Extract the entries in their exact form.

■ **Dataset excerpts**
━━━━━━━━━━

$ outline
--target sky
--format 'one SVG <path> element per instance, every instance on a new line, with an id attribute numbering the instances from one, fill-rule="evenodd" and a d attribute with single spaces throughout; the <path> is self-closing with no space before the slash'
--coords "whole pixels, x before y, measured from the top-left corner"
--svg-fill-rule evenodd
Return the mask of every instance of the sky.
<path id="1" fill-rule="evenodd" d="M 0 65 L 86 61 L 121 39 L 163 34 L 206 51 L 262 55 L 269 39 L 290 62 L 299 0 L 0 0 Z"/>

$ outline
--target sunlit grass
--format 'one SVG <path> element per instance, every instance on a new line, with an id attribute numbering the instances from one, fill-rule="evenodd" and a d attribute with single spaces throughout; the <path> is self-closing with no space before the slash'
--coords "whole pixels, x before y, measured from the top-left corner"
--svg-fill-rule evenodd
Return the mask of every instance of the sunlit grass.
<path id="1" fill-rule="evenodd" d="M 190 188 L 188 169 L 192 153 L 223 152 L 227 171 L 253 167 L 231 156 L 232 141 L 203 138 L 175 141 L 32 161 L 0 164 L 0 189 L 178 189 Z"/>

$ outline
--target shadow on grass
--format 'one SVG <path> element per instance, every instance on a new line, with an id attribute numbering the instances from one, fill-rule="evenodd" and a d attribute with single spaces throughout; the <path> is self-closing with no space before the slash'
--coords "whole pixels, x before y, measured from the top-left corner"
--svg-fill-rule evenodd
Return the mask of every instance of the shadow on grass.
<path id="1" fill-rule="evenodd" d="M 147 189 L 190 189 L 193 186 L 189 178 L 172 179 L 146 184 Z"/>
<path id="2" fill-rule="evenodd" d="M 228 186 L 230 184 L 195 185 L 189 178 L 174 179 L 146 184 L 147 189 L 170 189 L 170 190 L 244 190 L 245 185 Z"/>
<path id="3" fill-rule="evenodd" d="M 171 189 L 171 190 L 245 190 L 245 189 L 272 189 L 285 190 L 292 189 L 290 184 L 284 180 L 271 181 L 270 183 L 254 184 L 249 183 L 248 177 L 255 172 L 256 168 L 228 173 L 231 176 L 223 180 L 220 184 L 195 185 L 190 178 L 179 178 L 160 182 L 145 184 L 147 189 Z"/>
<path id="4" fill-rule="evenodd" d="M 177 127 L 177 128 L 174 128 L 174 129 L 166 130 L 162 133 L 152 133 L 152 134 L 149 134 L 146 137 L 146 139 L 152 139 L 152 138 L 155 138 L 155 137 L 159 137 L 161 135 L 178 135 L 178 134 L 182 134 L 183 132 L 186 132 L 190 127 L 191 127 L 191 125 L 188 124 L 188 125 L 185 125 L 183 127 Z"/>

━━━━━━━━━━

■ **Result for this task**
$ outline
--target sky
--format 'one SVG <path> element per instance, every instance on a new line, with an id attribute numbering the instances from one, fill-rule="evenodd" and a d attribute with single spaces throughout; the <path> is self-closing with no space before the slash'
--coords "whole pixels, x before y, measured from the top-left corner"
--svg-fill-rule evenodd
Return the mask of every instance of the sky.
<path id="1" fill-rule="evenodd" d="M 0 65 L 86 61 L 121 39 L 163 34 L 206 51 L 262 55 L 269 39 L 290 62 L 299 0 L 0 0 Z"/>

$ outline
--target sunlit grass
--format 'one SVG <path> element per instance, every instance on a new line, with an id attribute numbering the instances from one, fill-rule="evenodd" and a d attribute with single spaces throughout; the <path> is self-closing with no space before the slash'
--coords "whole pixels, x before y, measured from the top-left corner"
--svg-fill-rule evenodd
Return the mask of every instance of the sunlit grass.
<path id="1" fill-rule="evenodd" d="M 190 188 L 188 169 L 192 153 L 223 152 L 227 171 L 253 167 L 231 156 L 232 141 L 203 138 L 175 141 L 32 161 L 0 164 L 0 189 L 178 189 Z"/>

$ outline
--target shadow on grass
--format 'one SVG <path> element per instance, every instance on a new line, with an id attribute numbering the instances from one, fill-rule="evenodd" and a d attribute with single spaces throughout; the <path> is self-closing with no space before the slash'
--coords "whole pixels, x before y, measured from the top-left corner"
--svg-fill-rule evenodd
Return the mask of every instance of the shadow on grass.
<path id="1" fill-rule="evenodd" d="M 147 189 L 190 189 L 193 186 L 189 178 L 172 179 L 146 184 Z"/>
<path id="2" fill-rule="evenodd" d="M 228 186 L 230 184 L 195 185 L 189 178 L 174 179 L 146 184 L 147 189 L 170 189 L 170 190 L 244 190 L 245 185 Z"/>
<path id="3" fill-rule="evenodd" d="M 171 189 L 171 190 L 245 190 L 245 189 L 272 189 L 285 190 L 292 189 L 290 184 L 284 180 L 271 181 L 270 183 L 254 184 L 249 183 L 248 177 L 255 172 L 256 168 L 228 173 L 231 176 L 223 180 L 220 184 L 195 185 L 190 178 L 179 178 L 160 182 L 145 184 L 147 189 Z"/>
<path id="4" fill-rule="evenodd" d="M 177 127 L 177 128 L 174 128 L 174 129 L 166 130 L 162 133 L 152 133 L 152 134 L 149 134 L 146 137 L 146 139 L 152 139 L 152 138 L 155 138 L 155 137 L 159 137 L 161 135 L 178 135 L 178 134 L 182 134 L 183 132 L 186 132 L 190 127 L 191 127 L 191 125 L 188 124 L 188 125 L 185 125 L 183 127 Z"/>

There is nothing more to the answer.